Directions for this task ->
Find "Return one point per instance of the soldier's black boot" in the data below; transcribe the line it appears on and each line after it, exactly, to the end, and nothing else.

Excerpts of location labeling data
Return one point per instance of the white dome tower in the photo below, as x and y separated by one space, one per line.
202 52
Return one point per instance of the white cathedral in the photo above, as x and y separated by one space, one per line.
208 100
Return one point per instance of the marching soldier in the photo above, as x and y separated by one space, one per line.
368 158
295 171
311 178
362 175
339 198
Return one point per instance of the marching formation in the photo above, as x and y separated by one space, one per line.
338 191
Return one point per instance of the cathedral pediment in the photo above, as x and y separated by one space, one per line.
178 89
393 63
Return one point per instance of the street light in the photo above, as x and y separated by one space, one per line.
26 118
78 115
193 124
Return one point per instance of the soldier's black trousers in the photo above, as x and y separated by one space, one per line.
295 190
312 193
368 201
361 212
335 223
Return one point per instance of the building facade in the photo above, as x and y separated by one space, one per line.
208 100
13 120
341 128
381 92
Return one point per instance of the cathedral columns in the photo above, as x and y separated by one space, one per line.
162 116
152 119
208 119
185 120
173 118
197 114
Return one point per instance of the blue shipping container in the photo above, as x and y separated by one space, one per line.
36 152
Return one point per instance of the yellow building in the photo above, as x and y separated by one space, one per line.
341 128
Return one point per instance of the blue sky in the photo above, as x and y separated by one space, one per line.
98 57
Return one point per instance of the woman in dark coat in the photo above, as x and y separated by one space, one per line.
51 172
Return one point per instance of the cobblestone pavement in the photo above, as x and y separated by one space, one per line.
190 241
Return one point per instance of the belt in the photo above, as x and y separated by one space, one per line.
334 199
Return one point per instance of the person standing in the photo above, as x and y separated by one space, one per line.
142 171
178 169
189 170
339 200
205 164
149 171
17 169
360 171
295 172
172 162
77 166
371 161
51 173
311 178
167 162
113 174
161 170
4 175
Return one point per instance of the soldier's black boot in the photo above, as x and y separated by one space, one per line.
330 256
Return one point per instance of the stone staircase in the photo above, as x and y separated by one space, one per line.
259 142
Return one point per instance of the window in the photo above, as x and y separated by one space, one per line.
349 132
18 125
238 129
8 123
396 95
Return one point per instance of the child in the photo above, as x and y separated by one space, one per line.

The output ->
Return one point per instance of the soldier's black boot in the photo above, as x and y separated by one space, one per line.
330 256
Return one point per instance of the stone staircase in the photo above, as x and y separated by one space, one per line.
259 142
Return one point per instance of the window in the photo above, as x and y separated by one space, one per line.
349 132
18 125
238 129
8 123
396 95
Return one point per instance of the child in the photo above, as x and y separated by one space, one per line.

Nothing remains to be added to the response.